--- DATA Enclosed Below ---

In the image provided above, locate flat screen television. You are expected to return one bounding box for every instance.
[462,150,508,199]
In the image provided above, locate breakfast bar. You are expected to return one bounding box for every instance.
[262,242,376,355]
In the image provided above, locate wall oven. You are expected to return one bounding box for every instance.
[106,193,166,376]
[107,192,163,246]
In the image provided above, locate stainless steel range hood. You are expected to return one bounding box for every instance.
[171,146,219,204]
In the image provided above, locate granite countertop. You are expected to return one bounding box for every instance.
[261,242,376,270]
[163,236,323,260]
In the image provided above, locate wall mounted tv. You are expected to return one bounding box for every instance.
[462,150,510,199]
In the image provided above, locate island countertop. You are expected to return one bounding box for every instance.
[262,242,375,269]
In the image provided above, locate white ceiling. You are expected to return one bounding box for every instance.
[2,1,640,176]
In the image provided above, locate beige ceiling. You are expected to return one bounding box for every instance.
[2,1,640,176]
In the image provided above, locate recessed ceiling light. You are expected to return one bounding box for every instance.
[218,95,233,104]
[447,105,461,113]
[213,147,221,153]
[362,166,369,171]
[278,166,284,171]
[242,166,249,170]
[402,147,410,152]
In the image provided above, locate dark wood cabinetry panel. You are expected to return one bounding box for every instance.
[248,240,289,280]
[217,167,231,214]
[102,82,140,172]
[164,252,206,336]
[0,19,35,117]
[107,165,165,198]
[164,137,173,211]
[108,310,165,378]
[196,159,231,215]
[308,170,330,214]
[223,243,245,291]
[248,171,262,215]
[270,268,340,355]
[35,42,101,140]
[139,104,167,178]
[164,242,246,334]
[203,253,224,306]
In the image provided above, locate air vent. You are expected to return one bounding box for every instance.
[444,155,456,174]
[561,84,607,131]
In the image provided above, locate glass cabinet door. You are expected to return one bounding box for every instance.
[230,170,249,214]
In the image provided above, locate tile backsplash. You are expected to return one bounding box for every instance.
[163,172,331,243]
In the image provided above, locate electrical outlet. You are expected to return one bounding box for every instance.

--- End of Enclosed DATA ---

EXERCISE INSTRUCTIONS –
All the data is to be copied over exactly as it stands.

PROBLEM SOLUTION –
In the image provided above, locate flat screen television. You are expected to return one bounding box for every instance.
[462,150,508,199]
In the image provided above, locate breakfast bar. You are expected to return one bounding box for every instance.
[262,242,376,355]
In the image provided above, locate wall oven. You are expected to return one bounding box for every instance.
[106,193,166,376]
[107,192,163,246]
In the image provided above, locate stainless steel range hood. You are expected to return one bounding box for every instance.
[171,146,219,204]
In the image provided above, locate granite countertop. You are expected to return one bounding box for every instance.
[261,242,376,270]
[163,236,323,260]
In the image provided above, locate wall mounted tv. You are expected to return one bounding box for every instance.
[462,150,510,199]
In the image provided above, locate island countertop. You are expected to return one bounding box for every instance.
[262,242,375,269]
In the image provided above, locate white ceiling. You are expected to return one bounding box for every instance.
[2,1,640,176]
In the image provided above, locate beige ceiling. You are expected to return one bounding box for every instance.
[2,1,640,176]
In the image provided above, locate recessed ceiling light. You are expected to return one bounding box for every instance.
[218,95,233,104]
[447,105,461,113]
[213,147,221,153]
[362,166,369,171]
[278,166,284,171]
[242,166,249,170]
[402,147,410,152]
In the image provided above, locate dark wood cabinetry panel. You are expected to return one bounding box for every instance.
[248,240,289,280]
[217,167,231,214]
[102,82,140,172]
[164,252,206,336]
[0,19,35,117]
[107,165,165,198]
[164,137,173,211]
[108,310,165,378]
[196,159,231,215]
[308,170,330,214]
[223,243,245,291]
[248,171,262,215]
[270,268,340,355]
[35,42,101,140]
[139,104,167,178]
[164,242,246,334]
[203,253,224,306]
In the image provided above, locate air vent. You are expected to return one bounding box for every instance.
[444,155,456,174]
[561,84,607,131]
In the image provided above, locate glass cabinet door. You are expected to return one bounding box for every instance.
[230,170,249,214]
In the image provided above, locate tile backsplash. You are expected to return one bounding box for every instance.
[163,172,331,243]
In the image provided above, locate electrical outlet. You are expected to return one bounding box for every instance.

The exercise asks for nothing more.